• [Problem to work on]: Your answer must be the records below, reproduced exactly.

• [Records provided]:
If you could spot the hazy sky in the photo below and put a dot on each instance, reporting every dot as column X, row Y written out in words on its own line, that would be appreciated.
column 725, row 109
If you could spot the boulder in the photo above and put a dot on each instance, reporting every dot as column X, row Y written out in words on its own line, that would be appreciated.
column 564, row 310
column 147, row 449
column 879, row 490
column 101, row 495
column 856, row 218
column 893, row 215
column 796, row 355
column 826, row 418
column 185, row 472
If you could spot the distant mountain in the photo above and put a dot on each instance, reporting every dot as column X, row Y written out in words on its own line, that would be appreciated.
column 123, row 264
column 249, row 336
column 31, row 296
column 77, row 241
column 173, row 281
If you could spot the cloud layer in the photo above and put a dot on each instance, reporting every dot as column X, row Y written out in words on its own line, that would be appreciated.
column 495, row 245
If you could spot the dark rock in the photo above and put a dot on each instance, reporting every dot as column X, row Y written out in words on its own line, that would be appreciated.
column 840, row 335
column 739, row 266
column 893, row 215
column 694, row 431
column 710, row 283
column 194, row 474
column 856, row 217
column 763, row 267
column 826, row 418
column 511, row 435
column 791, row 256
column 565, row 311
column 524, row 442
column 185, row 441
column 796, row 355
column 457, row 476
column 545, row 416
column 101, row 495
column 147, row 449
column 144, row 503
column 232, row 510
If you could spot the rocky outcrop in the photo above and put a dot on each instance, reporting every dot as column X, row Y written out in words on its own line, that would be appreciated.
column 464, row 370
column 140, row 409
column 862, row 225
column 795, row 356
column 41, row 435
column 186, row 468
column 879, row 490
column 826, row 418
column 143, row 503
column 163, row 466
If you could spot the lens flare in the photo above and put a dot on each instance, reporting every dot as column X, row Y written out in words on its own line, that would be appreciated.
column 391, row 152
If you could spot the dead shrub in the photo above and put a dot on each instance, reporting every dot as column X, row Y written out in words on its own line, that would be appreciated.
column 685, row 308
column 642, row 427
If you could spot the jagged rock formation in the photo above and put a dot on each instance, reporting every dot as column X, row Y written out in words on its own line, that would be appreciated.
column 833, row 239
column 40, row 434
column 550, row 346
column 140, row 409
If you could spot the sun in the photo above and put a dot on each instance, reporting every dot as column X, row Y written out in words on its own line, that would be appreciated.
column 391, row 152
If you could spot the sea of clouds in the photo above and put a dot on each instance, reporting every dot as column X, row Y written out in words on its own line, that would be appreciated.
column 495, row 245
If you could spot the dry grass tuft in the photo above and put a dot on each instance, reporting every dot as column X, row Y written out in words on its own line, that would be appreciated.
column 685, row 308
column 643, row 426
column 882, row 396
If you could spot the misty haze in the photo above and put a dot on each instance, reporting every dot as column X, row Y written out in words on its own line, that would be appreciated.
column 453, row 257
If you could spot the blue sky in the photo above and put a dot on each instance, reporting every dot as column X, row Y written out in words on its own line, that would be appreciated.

• [Answer box]:
If you could spot the hazy sky in the photo below and put a dot on each instance, reporting every dot as column X, row Y written out in words on its own line, that would be appreciated.
column 725, row 109
If you could spot the boulder in the photo above and put a dot on each instance, reporting every dot as column X, row Y written out in words on its own line, that would be appreciated.
column 564, row 310
column 147, row 449
column 879, row 490
column 101, row 495
column 856, row 218
column 893, row 215
column 796, row 355
column 826, row 418
column 185, row 472
If you could spot the distant mountain in the photo above and put a dot on each instance, reporting every dot as column X, row Y written out in words on its own line, that would be appreciated.
column 123, row 264
column 249, row 336
column 31, row 296
column 77, row 241
column 173, row 281
If you could spot the cloud layer in the photo above and put a dot on each instance, reporting every dot as column X, row Y written out in words on its own line, that would be appreciated.
column 495, row 245
If you could spot the dark rock in the photo above and put a dot on each instance, reporting every dot as column X, row Y written out in words on its own line, that would be appreciated.
column 840, row 335
column 739, row 266
column 893, row 215
column 694, row 431
column 710, row 283
column 194, row 474
column 856, row 217
column 763, row 267
column 826, row 418
column 511, row 435
column 791, row 256
column 565, row 311
column 524, row 442
column 185, row 441
column 796, row 355
column 457, row 476
column 545, row 416
column 101, row 495
column 147, row 449
column 144, row 503
column 232, row 510
If you could spot the rocky outcrop in the photo above and put a dot on each instance, reporting every dot as column X, row Y written out in words on its own line, that would be appreciated.
column 464, row 370
column 140, row 409
column 862, row 225
column 795, row 356
column 41, row 435
column 186, row 468
column 879, row 490
column 826, row 418
column 143, row 503
column 163, row 466
If you could spot the lens flare in the photo above and put a dot on each instance, reporting every dot as column X, row Y written out in words on its own line, that would be appreciated.
column 391, row 152
If you could spot the dead shrub in the photo above and put a dot on each instance, reporting every dot as column X, row Y written out in words on its own line, that would be appreciated.
column 685, row 308
column 642, row 427
If you could spot the jagged rock formation in the photo above and put a dot on each instance, reporting every dot as column X, row Y written out in words on its own line, that would be appreciated.
column 833, row 239
column 40, row 434
column 550, row 346
column 140, row 409
If you could spot the sun in the photo above and put a dot on each instance, reporting every dot as column X, row Y written out in words on its own line, that would be appreciated.
column 391, row 152
If you could spot the sea of clouds in the photo above and put a dot on each instance, reporting every dot as column X, row Y written out in words on its own line, that would be appreciated.
column 495, row 245
If you could spot the dry grass tuft in the photo above and put a dot on each instance, reporting every dot as column X, row Y written out in words on its own line, that would be appreciated.
column 685, row 308
column 643, row 426
column 882, row 396
If you could spot the misty haze in the photo above and put a dot on each instance, reporting every dot as column X, row Y written out in words on its own line, that would be appreciated.
column 453, row 257
If you could spot the blue sky in the photo above and put a dot on each instance, reporting every dot as column X, row Y written out in words on its own line, that would be appreciated.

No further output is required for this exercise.